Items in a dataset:
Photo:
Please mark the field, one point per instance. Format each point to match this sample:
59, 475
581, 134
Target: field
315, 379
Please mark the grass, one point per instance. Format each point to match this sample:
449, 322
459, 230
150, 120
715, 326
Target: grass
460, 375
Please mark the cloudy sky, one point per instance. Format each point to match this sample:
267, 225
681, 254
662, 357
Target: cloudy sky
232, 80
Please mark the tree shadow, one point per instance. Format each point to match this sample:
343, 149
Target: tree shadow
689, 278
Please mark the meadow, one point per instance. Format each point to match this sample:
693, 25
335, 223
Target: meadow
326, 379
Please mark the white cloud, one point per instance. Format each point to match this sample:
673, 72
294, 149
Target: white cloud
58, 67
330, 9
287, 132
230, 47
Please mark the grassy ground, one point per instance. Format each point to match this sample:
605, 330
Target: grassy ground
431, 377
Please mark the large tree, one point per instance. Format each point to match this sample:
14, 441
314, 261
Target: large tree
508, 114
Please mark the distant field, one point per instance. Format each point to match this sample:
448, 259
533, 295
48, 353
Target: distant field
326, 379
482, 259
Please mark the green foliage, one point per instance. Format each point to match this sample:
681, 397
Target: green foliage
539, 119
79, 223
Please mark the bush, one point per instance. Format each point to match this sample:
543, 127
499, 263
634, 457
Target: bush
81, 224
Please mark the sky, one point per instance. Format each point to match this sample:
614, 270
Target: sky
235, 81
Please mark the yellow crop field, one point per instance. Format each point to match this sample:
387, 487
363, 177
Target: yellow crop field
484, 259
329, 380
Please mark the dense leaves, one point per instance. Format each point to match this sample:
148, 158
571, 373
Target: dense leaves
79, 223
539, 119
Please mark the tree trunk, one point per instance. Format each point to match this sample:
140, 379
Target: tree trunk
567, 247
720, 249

### What you are asked to do
Swap every "one point per instance" in the records above for "a single point for each instance" and give the records again, leaving everything else untouched.

### The result
Photo:
Please mark the field, a single point for each instance. Format each point to match this sample:
59, 475
581, 134
Target: field
315, 379
Please mark the grass, a single point for each instance. Format each point to match this sample:
449, 322
459, 230
150, 120
715, 326
Target: grass
460, 375
Please mark the cloudy sky, a single point for each instance. Format each point to match this sample:
267, 225
681, 254
662, 357
Target: cloudy sky
232, 80
Please mark the tree shadow, a single point for each instance. Format each point to match this sample:
343, 149
Target: tree shadow
689, 278
Please mark the meadow, a single point for each instance. Format each point to match this sample:
693, 25
335, 223
Target: meadow
326, 379
Please mark the white cloud, a single point for each instance. Format each point to match this sample:
673, 72
294, 149
Target: white cloud
58, 67
330, 9
287, 132
230, 47
Please mark the grassy ground, a single point for each instance. Format each point to match this sample:
605, 330
Target: grassy ground
431, 377
Please mark the large tree, a single point for each instance. Format each point to match this sample:
14, 441
314, 261
Target: large tree
508, 114
Please mark the distant field, a single point for each instance. Format each point to match this sample:
448, 259
533, 295
48, 353
Target: distant field
326, 379
482, 259
Please mark the green foliage, a single point for each instance. Format each point to match this sample:
681, 397
Target: green foliage
539, 119
79, 223
Please mark the bush, a single point for each instance. Format each point to match this sample:
543, 127
499, 263
634, 457
Target: bush
81, 224
Please mark the sky, a single point for each instance. Format each point to match this sample:
614, 270
Target: sky
235, 81
Please mark the yellow crop field, a single point for each instance. Format each point to match this sample:
387, 487
363, 177
Target: yellow crop field
484, 259
329, 380
Please mark the dense leaves, a single point for each instance. Format each point to match this sample:
148, 158
571, 373
Target: dense leaves
79, 223
539, 119
Please mark the tree trunk, a single point for each instance. Format each point to match this sample:
140, 379
Target: tree trunk
567, 247
720, 249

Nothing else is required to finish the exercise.